[START OF TEXT]
INDUSTRIAL & MANUFACTURING
Executive Coaching for Industrial & Manufacturing Leaders
The industrial and manufacturing sector asks its leaders to navigate simultaneous pressures that would have been unimaginable a generation ago. The ones who do it well have understood something important – that the approaches which got them here are not the ones that will take them forward. Executive coaching for manufacturing and industrial leaders creates the space for these individuals to examine how they work and to understand what needs to change in order to maximise impact and value in how their operations perform.
THE CHALLENGE
The structures, processes and leadership models developed through the twentieth century were built for a different set of conditions. They assumed relative stability, predictable supply chains and a workforce whose primary value was in its capacity to execute. None of those assumptions hold any more.
[END OF TEXT]
• GOALS:
A. Using the text on coaching for manufacturing leaders, explain in one to three sentences why the leadership models built in the twentieth century no longer fit.
B. Resume the text on executive coaching for industrial and manufacturing leaders, picking up right after its last sentence.
The lines after this come from a different source.
[START OF STORED DATA]
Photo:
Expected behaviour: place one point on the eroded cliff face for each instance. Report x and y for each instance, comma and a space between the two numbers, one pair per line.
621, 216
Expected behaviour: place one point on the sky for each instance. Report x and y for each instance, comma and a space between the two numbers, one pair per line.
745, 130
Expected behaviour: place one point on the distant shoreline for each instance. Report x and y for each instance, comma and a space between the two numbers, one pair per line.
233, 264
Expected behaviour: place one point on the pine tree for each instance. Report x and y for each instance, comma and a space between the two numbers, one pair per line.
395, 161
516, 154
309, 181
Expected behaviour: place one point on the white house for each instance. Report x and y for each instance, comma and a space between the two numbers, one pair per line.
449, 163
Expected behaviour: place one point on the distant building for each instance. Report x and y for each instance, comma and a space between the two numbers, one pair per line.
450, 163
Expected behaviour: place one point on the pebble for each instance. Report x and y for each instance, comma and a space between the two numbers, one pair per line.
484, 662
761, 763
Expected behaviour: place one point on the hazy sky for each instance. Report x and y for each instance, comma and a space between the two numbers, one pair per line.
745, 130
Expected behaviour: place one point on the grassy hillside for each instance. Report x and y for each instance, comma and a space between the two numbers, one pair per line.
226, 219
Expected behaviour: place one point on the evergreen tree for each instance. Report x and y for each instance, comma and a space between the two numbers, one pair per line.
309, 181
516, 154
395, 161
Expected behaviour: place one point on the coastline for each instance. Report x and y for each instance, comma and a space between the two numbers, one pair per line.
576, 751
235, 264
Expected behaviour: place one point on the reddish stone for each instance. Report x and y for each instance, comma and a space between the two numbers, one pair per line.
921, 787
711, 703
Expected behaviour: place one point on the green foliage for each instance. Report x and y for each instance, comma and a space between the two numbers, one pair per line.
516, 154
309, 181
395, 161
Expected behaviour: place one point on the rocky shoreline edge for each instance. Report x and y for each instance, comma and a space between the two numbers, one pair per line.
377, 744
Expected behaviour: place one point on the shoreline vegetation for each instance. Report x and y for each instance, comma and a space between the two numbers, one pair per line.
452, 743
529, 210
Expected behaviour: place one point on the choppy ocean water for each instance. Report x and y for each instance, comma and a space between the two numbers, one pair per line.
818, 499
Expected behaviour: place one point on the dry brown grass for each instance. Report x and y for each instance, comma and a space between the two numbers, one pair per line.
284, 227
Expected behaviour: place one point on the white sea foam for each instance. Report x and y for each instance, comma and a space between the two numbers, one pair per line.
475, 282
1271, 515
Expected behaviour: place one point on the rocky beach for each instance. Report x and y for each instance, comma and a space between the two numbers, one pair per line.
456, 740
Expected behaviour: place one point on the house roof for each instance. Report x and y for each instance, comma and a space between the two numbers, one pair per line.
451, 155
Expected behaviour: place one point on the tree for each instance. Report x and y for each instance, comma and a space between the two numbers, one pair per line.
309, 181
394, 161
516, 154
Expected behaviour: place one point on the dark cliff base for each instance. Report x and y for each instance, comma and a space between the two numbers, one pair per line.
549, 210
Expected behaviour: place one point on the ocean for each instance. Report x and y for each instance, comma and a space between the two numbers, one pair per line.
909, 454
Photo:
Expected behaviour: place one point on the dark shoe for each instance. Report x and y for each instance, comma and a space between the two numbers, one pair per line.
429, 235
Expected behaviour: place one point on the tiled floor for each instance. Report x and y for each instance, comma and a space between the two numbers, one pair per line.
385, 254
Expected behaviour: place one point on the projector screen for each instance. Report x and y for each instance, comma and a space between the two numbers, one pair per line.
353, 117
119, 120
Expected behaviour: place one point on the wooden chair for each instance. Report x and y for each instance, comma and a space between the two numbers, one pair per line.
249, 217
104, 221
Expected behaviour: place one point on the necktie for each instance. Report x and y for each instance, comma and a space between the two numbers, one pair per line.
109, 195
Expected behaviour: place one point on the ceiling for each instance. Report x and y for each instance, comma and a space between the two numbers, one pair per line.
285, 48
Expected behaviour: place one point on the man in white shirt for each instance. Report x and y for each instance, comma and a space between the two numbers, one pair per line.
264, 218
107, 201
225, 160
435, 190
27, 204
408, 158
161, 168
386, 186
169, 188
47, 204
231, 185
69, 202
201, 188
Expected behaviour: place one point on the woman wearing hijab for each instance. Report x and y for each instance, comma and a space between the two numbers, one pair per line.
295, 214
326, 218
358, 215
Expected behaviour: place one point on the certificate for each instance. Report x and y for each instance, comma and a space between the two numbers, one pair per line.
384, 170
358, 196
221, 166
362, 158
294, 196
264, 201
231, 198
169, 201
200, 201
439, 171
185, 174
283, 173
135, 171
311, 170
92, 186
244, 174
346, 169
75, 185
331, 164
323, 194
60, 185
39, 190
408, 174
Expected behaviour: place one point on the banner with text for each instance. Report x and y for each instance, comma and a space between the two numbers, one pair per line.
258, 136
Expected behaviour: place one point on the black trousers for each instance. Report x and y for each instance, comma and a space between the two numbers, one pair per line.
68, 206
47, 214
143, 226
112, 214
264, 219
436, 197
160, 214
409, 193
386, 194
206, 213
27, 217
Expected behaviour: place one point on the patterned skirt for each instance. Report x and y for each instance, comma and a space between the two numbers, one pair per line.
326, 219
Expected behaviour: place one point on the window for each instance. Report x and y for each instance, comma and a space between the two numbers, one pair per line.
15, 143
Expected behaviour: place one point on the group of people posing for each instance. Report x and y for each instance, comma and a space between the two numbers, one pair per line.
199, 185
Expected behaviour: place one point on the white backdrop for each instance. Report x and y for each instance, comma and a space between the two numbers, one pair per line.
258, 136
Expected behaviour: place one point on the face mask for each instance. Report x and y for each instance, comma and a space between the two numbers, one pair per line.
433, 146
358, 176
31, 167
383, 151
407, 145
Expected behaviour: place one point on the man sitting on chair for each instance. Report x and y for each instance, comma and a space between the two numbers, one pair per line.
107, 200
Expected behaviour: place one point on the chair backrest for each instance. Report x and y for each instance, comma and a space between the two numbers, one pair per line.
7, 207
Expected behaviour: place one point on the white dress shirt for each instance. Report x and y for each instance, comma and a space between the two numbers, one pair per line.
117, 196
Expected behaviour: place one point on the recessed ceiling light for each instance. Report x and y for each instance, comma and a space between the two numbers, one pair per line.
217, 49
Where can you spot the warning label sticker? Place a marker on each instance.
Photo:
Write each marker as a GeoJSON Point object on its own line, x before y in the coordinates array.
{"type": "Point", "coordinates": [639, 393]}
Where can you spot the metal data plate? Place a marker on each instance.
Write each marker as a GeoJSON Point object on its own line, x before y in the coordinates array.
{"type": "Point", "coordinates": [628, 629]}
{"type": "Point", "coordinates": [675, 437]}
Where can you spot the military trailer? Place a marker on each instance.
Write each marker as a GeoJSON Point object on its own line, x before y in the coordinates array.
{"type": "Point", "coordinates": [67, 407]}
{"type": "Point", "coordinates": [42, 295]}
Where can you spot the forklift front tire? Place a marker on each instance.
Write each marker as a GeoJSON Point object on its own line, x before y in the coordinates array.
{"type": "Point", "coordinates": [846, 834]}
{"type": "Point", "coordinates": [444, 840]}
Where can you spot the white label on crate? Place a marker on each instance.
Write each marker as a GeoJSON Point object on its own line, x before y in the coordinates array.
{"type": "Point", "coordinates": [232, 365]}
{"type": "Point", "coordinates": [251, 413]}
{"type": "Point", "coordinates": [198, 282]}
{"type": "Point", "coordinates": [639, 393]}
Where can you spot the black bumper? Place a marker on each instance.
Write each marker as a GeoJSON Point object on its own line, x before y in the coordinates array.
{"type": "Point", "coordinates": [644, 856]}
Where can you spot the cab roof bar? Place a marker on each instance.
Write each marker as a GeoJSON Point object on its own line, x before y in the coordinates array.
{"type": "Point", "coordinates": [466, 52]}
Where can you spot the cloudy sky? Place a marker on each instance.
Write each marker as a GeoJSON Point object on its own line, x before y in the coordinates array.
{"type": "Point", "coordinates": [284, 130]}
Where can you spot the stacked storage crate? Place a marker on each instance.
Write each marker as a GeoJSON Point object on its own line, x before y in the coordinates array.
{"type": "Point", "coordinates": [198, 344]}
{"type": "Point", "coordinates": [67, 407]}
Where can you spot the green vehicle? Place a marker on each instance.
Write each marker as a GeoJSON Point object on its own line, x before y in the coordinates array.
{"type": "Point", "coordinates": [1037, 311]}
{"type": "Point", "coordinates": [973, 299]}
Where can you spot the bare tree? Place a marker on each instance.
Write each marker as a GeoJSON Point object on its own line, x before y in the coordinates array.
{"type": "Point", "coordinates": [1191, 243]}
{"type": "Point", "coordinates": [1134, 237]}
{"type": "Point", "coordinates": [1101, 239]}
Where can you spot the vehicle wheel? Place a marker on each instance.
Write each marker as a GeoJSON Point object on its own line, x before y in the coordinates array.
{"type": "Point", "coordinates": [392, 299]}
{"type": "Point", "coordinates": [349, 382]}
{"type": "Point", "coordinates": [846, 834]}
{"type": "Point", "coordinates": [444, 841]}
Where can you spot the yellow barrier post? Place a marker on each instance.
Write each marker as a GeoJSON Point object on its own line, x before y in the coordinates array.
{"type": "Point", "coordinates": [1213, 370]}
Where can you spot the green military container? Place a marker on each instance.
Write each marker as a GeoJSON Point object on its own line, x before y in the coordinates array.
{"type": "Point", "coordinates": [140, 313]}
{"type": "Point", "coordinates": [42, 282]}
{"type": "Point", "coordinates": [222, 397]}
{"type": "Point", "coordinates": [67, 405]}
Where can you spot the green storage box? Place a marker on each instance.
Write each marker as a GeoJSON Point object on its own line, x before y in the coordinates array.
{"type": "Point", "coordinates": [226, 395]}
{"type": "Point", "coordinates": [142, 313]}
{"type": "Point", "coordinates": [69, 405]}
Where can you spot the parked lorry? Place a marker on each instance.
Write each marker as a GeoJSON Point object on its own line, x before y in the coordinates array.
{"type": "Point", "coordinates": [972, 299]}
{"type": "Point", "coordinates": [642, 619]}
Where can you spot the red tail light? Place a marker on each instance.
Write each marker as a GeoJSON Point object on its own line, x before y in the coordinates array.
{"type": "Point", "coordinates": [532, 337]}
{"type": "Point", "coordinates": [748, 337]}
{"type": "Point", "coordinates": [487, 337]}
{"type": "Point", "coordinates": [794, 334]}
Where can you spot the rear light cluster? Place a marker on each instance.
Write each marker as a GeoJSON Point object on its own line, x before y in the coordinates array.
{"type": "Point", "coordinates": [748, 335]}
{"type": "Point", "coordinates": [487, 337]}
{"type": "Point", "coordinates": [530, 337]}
[END OF STORED DATA]
• RESULTS FOR EACH TASK:
A. Those models were built for a different set of conditions. They assumed relative stability, predictable supply chains and a workforce valued mainly for its capacity to execute, and none of those assumptions hold any more.

B.
The pressures are real and they are simultaneous – automation reshaping the workforce, global competition compressing margins, the transition to net zero demanding fundamental operational change, and the pace of technology development meaning that decisions made today about scale, capacity and infrastructure will shape an organisation's ability to compete for the next twenty years. The challenge is not the pace of change. It is the inadequacy of prevailing approaches to meet it.
WHAT I BRING
30 YEARS BETWEEN STRATEGY AND DELIVERY.
John Dyson brings three decades working between strategy and delivery across industrial and manufacturing organisations – including 25 years at GlaxoSmithKline – to his executive coaching practice.
01
SECTOR DEPTH
I have worked in industry for more than 30 years. For much of that time I sat directly between company strategy development and strategy delivery – close enough to see, first-hand, the gap between intent and execution. That experience taught me that the organisations which navigate change well are not the ones that move fastest. They are the ones that lead most clearly.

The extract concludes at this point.